:: Aim of the task ::
Pick out every line of the listing below that contains the string "black", and copy each one. Letter case must match.
..............................
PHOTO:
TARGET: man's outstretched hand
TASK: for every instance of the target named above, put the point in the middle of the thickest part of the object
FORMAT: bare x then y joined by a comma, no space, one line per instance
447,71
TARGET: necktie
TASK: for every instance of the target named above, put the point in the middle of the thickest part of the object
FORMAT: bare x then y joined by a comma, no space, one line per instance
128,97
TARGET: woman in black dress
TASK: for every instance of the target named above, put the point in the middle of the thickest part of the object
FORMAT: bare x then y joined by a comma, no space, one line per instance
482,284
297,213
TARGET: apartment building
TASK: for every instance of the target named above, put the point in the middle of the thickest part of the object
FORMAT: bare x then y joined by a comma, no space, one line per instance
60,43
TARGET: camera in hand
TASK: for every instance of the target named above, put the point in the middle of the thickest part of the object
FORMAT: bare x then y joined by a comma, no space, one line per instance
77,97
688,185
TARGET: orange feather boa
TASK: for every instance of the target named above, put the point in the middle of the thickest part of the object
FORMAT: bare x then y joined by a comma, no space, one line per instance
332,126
..............................
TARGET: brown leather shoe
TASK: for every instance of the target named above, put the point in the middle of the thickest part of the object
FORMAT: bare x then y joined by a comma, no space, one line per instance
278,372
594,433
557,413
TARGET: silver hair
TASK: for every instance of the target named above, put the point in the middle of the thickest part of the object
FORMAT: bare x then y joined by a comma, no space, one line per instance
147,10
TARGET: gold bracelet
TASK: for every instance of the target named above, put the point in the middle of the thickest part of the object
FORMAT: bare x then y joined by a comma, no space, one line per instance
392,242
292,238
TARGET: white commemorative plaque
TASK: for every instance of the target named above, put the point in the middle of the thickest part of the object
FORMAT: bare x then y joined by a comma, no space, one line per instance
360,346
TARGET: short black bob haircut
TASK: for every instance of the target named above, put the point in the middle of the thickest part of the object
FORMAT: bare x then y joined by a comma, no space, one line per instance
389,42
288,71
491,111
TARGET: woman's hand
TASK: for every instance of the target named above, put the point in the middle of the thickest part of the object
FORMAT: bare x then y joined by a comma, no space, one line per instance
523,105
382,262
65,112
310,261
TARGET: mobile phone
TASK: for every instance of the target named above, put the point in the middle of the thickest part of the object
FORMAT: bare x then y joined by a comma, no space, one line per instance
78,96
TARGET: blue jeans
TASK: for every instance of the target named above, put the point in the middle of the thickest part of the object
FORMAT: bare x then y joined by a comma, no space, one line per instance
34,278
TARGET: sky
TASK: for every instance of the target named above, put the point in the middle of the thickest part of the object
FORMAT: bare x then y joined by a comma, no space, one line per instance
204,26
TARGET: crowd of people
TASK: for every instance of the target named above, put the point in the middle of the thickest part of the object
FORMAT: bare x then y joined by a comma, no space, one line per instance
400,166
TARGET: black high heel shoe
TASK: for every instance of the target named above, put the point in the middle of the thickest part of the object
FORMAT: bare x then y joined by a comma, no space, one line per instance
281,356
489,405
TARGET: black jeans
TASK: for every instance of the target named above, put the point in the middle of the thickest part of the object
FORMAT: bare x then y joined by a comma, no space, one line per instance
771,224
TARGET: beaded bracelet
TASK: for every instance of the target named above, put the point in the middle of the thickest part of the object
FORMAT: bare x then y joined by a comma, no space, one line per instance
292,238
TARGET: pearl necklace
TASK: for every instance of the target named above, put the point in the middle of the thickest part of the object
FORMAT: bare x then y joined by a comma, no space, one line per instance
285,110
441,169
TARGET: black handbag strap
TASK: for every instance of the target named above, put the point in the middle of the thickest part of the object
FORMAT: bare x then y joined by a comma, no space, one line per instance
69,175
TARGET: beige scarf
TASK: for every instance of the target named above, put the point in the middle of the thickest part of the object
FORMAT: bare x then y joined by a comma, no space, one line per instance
..............................
:: Response to this exercise ::
TARGET: woman in black dress
TARGET: short black bob haircut
TARGET: black high heel shoe
TARGET: black jeans
TARGET: black handbag strap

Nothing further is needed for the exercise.